**Task instructions**
Every line from the one with "Segment the candle in" to the end of the data needs to be copied exactly, and no line before it.

--- Start Given data ---

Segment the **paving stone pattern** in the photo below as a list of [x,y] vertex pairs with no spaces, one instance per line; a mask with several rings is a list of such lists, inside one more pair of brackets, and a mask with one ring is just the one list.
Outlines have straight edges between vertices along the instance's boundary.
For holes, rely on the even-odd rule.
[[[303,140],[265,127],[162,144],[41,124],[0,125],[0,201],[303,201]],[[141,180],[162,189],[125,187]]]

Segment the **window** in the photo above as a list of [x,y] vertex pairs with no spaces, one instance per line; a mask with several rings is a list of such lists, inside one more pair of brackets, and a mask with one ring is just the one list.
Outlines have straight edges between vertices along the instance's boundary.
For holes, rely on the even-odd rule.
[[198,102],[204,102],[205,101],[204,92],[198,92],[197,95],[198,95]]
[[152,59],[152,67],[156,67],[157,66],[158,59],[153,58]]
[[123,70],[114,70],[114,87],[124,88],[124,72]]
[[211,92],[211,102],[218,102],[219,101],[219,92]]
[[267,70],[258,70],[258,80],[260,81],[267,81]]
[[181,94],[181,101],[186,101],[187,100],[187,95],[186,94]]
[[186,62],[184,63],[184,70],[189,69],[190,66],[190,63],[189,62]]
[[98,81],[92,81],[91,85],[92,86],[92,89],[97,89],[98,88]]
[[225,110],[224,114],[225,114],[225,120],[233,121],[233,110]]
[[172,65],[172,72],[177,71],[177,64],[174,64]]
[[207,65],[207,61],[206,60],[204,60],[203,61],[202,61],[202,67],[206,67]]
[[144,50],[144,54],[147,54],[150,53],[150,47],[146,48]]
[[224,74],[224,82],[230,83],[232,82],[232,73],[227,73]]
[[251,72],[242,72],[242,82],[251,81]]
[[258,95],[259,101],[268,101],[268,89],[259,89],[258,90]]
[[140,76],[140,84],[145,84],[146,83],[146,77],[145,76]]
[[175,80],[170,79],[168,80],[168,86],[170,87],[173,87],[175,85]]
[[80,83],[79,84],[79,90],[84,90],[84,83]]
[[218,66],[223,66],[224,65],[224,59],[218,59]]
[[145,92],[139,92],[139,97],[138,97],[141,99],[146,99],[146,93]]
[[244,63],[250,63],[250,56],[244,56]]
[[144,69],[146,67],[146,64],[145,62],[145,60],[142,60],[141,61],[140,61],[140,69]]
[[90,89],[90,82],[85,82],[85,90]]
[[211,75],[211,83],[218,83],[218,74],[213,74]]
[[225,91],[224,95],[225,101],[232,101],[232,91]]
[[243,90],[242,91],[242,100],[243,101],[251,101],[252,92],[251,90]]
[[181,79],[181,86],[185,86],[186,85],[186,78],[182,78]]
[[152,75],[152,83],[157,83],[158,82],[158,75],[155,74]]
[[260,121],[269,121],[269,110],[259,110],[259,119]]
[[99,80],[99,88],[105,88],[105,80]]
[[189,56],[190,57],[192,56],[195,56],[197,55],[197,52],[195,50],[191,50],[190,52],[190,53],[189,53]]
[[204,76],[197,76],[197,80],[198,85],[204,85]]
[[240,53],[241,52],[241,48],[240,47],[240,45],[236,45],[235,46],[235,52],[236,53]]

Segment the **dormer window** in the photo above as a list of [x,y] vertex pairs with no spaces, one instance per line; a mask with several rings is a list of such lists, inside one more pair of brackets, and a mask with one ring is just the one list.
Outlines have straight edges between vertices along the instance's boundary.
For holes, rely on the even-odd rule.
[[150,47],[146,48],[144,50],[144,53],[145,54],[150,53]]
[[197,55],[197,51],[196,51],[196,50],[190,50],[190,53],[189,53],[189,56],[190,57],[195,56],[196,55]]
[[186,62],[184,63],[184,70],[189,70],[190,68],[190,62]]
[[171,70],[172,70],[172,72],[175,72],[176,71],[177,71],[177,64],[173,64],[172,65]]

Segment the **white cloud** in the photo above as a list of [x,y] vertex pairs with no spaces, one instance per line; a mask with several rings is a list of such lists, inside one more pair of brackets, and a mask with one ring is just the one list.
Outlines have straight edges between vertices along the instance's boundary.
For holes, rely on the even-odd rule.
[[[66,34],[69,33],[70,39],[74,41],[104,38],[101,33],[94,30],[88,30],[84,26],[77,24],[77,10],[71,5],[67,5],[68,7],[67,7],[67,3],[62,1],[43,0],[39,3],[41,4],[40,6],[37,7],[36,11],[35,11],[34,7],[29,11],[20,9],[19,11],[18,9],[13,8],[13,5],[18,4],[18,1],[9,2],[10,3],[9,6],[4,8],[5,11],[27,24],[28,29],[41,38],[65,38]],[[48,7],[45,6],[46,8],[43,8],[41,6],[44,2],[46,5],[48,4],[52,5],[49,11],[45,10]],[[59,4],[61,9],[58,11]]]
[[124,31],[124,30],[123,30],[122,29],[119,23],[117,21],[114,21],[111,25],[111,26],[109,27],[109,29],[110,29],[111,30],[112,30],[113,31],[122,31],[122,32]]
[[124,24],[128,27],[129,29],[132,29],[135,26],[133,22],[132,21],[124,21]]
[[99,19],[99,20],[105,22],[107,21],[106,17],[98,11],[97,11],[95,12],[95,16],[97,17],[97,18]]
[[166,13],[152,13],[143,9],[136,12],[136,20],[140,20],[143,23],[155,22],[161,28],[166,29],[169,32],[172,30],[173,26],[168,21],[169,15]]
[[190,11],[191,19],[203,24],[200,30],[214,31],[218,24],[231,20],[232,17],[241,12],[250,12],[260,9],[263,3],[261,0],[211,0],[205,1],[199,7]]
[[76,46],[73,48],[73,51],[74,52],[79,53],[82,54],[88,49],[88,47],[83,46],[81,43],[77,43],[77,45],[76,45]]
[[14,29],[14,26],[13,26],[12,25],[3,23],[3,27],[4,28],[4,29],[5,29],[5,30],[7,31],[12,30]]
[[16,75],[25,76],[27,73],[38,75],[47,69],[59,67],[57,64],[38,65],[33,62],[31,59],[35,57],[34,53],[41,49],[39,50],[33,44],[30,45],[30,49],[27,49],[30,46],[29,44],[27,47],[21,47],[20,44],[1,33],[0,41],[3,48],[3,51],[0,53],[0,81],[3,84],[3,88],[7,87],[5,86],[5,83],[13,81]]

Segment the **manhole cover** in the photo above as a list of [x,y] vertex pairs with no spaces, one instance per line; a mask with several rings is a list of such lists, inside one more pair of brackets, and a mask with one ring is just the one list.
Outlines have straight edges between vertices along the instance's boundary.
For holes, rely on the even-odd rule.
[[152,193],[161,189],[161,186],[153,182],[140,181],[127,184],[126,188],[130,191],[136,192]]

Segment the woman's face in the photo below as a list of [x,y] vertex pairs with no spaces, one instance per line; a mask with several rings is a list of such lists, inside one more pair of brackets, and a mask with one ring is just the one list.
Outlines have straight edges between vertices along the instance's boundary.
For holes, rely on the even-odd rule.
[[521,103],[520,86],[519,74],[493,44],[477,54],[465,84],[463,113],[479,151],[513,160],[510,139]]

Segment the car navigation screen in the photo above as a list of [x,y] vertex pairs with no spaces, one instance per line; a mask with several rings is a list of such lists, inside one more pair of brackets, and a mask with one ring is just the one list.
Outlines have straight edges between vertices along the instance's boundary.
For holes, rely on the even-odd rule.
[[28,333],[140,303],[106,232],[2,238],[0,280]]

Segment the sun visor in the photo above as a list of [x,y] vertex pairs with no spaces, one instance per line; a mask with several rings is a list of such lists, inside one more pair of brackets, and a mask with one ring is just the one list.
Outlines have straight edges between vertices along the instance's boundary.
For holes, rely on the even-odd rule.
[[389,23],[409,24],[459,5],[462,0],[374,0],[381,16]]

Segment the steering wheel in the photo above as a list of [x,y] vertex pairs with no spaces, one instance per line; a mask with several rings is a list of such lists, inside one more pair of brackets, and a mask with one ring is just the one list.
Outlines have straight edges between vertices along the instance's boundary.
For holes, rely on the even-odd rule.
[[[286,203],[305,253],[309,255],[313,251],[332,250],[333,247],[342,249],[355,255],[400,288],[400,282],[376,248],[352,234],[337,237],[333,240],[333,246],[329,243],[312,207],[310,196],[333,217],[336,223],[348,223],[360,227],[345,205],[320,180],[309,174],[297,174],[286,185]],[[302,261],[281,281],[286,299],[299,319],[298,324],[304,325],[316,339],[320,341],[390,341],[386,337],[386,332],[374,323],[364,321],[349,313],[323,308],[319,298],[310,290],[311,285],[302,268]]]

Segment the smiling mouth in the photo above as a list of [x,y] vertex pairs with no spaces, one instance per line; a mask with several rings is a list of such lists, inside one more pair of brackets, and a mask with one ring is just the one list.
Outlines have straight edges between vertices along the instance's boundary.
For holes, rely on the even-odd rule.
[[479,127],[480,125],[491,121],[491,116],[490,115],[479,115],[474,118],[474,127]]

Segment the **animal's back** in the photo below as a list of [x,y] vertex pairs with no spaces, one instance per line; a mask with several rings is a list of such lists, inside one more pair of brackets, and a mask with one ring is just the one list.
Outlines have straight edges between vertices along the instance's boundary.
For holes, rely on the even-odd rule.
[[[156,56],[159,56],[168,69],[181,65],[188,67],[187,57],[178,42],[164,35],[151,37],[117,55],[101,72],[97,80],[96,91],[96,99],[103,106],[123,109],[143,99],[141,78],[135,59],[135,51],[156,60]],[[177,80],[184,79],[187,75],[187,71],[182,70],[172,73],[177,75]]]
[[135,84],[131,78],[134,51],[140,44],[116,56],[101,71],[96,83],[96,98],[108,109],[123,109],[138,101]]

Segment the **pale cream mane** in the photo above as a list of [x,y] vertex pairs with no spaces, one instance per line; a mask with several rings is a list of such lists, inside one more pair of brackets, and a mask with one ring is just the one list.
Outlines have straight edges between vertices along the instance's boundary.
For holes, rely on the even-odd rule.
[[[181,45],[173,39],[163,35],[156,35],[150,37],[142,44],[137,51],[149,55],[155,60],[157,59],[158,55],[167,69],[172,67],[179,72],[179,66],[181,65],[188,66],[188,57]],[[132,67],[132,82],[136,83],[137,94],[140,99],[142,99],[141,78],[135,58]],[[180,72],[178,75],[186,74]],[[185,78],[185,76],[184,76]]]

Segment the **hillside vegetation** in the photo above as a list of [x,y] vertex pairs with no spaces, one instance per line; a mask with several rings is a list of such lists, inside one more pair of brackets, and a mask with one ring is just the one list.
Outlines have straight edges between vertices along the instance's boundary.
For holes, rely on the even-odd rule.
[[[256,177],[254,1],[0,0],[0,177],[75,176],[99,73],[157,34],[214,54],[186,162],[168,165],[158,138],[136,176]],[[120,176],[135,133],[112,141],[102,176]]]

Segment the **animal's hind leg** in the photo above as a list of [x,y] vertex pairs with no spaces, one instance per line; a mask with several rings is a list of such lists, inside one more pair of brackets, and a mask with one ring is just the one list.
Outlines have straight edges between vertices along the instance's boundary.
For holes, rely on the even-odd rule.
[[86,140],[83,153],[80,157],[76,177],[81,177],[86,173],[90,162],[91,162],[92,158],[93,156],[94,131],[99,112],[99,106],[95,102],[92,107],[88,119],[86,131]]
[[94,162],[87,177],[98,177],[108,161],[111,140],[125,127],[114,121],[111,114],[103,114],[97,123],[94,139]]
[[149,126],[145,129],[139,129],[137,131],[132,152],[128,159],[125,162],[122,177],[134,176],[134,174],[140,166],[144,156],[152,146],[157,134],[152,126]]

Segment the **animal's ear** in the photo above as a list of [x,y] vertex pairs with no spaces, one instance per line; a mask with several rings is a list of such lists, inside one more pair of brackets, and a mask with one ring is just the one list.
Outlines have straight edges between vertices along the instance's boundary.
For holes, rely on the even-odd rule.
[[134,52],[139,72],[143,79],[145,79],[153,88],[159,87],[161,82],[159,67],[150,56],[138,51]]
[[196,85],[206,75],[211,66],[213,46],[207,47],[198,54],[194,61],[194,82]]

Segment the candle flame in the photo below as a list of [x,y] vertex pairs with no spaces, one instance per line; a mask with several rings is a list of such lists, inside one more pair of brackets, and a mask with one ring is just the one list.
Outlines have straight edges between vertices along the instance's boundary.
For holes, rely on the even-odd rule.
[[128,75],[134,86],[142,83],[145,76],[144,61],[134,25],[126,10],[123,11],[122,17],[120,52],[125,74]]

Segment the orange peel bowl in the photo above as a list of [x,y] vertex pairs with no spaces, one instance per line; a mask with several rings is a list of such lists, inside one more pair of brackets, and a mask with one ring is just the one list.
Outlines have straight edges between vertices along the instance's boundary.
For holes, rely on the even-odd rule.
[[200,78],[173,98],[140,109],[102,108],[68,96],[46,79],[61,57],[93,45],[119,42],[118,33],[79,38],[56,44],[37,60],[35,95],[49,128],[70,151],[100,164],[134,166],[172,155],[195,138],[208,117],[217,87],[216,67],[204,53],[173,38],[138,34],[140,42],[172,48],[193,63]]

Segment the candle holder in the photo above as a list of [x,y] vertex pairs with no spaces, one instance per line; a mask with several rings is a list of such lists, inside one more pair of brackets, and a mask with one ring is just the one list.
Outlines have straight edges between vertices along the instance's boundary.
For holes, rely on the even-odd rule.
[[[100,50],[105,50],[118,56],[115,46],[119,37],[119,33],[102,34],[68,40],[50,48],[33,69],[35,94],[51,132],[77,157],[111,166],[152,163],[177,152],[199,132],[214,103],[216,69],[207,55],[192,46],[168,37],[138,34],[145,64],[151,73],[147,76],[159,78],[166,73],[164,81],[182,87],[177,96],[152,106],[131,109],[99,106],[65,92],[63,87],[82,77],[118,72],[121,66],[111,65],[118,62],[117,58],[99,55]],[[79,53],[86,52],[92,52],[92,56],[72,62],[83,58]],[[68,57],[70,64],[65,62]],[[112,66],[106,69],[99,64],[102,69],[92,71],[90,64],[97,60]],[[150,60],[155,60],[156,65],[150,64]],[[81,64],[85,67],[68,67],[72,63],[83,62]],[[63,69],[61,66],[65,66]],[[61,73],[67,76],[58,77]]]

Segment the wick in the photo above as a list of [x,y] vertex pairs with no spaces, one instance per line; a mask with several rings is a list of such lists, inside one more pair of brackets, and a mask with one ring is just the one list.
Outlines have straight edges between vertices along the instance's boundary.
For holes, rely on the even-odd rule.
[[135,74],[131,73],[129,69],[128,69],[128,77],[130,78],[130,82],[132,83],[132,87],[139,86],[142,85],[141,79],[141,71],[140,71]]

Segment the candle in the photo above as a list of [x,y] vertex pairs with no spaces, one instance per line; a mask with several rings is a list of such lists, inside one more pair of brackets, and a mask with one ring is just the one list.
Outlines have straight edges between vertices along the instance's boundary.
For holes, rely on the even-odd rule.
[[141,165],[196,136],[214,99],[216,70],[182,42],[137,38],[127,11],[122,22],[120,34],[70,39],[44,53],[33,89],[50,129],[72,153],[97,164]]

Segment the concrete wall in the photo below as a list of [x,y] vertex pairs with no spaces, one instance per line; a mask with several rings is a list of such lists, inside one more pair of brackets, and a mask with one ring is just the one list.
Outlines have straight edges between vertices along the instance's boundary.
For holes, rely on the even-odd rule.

--- End Given data ---

**Exercise result**
Segment the candle in the photo above as a list of [x,y] vertex pairs with no spaces, one instance per line; a mask with several rings is a list of such lists, inside one more pair of brackets, and a mask with one ring is just the one list.
Outlines have straight edges between vertices along the instance's boundary.
For holes, rely on the even-odd rule.
[[141,165],[196,136],[214,99],[216,70],[182,42],[137,38],[127,11],[122,22],[120,34],[70,39],[44,53],[33,89],[50,129],[72,153],[97,164]]

Segment the concrete wall in the photo below as a list of [x,y] vertex pairs with no spaces, one instance per line; a mask with several rings is a list of such lists, inside one more pair of brackets, and a mask with one ring is just the one list.
Outlines have straight edges between vertices along the instance's boundary.
For holes, rely on the even-odd rule.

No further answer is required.